Mostre cada linha das entradas abaixo em que aparece a palavra "saree".

Itens de uma fonte de dados:
::::

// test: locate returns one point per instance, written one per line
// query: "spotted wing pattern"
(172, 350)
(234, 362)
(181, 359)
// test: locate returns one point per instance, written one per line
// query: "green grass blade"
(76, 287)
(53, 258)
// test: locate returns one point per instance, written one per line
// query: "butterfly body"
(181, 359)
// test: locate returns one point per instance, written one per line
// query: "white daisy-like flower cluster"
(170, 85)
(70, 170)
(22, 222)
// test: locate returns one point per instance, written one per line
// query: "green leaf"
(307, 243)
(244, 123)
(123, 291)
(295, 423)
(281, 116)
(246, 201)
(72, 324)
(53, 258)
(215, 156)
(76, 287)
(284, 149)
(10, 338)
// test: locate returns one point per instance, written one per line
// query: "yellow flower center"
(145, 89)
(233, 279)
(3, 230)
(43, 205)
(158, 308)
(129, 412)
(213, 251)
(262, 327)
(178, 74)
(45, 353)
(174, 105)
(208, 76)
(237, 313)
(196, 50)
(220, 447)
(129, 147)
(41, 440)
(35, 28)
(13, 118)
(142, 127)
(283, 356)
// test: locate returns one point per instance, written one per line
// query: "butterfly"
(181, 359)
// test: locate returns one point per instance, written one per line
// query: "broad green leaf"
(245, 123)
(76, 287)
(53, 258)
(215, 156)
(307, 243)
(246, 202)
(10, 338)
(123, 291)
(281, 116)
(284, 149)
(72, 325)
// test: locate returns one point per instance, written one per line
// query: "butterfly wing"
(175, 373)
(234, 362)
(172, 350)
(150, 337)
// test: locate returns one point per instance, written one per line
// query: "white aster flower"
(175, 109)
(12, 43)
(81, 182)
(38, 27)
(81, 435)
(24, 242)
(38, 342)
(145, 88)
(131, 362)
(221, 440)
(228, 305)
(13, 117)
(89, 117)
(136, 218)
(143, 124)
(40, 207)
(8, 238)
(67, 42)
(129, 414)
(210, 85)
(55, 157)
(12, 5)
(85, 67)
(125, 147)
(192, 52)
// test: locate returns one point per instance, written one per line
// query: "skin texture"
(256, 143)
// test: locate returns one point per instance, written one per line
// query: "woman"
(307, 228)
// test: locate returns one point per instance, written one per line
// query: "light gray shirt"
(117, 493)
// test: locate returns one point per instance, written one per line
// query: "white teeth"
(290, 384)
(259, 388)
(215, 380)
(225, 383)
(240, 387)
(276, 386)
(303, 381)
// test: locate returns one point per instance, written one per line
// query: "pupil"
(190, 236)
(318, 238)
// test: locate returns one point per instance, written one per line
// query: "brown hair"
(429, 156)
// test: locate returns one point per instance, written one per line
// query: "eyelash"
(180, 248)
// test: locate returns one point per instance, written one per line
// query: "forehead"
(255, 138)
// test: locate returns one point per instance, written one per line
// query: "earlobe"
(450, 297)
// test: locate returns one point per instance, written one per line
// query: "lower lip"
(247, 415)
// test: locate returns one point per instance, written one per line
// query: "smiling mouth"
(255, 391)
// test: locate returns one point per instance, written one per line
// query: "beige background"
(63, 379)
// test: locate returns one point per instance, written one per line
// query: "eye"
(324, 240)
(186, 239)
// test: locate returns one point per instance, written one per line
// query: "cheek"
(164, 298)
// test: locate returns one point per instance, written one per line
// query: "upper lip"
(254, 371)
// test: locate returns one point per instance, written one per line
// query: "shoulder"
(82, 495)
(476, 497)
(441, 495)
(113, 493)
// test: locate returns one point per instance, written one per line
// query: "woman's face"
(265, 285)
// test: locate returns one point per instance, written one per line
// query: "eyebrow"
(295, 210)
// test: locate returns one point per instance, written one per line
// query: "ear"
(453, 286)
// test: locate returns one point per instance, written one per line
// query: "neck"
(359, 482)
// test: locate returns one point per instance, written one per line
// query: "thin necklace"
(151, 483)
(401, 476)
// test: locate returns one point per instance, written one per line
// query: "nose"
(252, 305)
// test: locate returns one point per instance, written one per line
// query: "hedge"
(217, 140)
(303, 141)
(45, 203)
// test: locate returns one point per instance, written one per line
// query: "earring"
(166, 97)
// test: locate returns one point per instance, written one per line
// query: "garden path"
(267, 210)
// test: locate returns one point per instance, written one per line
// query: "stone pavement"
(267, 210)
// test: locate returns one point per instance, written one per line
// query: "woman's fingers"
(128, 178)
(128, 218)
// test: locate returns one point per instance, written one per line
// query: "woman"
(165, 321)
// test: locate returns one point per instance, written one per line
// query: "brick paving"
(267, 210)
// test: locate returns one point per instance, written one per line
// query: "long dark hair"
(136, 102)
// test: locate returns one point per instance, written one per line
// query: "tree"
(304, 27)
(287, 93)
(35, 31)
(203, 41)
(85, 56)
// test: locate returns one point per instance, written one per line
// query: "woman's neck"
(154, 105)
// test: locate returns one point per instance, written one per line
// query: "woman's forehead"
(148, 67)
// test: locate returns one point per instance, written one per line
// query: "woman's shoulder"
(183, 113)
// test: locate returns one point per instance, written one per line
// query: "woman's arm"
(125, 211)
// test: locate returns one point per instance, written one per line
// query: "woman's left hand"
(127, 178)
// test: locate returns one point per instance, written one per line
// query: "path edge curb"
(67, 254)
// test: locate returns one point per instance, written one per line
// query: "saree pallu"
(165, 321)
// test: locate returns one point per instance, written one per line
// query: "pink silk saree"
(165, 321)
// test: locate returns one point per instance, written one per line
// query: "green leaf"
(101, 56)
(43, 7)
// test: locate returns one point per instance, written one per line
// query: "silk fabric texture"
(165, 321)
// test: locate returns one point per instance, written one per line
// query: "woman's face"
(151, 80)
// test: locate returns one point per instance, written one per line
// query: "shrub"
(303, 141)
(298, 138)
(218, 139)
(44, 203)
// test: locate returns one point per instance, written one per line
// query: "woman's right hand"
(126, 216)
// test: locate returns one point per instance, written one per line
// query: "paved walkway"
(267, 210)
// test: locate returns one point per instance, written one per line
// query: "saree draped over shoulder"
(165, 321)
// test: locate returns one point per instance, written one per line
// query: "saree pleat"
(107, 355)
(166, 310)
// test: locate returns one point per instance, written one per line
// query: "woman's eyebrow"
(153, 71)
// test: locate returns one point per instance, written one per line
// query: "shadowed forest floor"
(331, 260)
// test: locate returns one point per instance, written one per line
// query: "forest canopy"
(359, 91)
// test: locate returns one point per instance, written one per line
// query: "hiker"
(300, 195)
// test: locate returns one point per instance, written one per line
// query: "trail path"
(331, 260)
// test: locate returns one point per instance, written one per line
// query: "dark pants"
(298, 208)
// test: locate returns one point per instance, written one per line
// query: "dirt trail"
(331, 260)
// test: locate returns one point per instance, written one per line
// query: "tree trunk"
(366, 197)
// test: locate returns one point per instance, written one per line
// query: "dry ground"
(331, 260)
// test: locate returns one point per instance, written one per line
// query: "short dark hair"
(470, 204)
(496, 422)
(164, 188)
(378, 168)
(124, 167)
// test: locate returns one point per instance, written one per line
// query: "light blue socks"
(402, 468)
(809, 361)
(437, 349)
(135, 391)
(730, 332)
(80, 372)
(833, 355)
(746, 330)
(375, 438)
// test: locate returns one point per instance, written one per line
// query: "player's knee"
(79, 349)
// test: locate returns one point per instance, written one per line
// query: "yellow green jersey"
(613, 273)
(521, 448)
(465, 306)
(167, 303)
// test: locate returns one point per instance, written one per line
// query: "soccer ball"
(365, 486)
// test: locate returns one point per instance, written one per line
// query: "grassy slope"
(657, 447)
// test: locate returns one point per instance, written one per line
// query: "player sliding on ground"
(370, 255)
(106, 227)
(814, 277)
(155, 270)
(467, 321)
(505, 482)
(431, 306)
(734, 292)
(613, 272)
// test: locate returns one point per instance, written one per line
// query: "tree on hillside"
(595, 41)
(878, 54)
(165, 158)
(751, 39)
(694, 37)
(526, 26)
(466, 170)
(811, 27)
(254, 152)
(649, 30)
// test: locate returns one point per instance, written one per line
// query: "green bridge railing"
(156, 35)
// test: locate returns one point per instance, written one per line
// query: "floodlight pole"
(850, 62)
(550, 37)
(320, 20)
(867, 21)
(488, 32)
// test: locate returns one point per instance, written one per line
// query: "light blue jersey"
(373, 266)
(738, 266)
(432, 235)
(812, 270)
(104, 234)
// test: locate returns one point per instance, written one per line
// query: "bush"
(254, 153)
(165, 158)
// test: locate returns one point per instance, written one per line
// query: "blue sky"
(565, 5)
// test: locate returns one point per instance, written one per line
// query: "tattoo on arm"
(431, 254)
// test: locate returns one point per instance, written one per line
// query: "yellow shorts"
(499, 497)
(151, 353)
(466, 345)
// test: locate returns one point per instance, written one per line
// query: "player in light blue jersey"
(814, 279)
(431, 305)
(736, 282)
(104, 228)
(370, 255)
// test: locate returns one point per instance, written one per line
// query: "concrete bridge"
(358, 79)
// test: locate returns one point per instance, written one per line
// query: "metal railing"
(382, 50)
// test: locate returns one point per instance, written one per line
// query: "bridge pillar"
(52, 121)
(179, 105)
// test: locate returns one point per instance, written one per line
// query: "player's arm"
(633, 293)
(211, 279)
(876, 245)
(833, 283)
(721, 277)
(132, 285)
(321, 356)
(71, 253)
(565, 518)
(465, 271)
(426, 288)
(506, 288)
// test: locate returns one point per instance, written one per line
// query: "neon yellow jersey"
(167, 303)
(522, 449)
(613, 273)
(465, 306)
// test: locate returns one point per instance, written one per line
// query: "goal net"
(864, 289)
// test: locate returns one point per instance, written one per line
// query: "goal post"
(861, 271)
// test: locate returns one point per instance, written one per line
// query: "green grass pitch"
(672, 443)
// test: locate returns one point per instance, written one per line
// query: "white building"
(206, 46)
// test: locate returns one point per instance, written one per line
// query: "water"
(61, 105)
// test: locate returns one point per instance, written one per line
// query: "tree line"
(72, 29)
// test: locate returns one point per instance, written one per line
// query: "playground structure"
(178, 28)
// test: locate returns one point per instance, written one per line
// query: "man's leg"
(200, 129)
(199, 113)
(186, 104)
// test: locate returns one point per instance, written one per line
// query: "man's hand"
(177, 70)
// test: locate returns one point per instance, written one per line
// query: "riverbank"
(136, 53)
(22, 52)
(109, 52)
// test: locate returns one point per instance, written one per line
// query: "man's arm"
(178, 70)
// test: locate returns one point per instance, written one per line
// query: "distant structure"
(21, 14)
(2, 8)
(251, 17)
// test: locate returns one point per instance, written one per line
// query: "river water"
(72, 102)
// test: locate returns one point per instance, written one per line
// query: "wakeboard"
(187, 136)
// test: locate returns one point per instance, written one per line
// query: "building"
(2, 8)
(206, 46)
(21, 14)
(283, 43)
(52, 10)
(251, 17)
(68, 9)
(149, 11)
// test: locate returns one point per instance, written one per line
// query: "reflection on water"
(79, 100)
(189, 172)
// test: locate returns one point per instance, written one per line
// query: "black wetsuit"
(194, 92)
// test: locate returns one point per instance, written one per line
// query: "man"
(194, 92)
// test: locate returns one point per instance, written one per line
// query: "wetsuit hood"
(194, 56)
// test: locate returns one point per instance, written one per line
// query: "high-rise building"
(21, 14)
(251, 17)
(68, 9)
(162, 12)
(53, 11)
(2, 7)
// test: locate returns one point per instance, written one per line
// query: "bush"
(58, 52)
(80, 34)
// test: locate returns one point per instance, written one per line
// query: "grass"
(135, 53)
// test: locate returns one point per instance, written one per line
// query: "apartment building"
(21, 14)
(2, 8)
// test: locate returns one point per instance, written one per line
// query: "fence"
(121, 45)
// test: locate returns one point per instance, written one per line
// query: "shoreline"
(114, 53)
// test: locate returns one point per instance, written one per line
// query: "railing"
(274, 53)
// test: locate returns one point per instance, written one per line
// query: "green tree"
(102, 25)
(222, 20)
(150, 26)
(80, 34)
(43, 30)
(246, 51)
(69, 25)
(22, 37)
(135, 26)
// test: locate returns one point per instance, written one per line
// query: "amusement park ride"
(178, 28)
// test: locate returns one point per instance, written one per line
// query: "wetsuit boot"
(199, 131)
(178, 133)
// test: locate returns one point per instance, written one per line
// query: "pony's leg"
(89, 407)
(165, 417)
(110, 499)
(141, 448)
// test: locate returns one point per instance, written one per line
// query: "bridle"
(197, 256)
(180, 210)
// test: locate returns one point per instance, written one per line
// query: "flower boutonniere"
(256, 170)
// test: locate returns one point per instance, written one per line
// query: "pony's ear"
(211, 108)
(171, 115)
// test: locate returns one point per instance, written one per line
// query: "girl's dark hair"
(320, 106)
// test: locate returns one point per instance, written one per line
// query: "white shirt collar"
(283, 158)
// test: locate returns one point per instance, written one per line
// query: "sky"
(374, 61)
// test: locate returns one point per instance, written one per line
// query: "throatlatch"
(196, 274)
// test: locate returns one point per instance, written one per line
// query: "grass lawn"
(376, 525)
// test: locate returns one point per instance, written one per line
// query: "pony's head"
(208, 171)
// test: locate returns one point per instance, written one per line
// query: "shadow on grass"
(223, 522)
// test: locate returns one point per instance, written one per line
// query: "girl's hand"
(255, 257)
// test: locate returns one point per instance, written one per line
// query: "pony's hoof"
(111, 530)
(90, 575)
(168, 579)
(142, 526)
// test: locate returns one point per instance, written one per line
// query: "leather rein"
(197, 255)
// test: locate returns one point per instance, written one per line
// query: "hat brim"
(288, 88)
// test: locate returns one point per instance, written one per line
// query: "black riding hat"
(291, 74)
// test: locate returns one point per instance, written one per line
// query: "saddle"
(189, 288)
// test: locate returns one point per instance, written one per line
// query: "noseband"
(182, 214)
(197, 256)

::::

**Resposta do exercício**.
// query: "saree pallu"
// query: "pink silk saree"
// query: "saree draped over shoulder"
// query: "saree pleat"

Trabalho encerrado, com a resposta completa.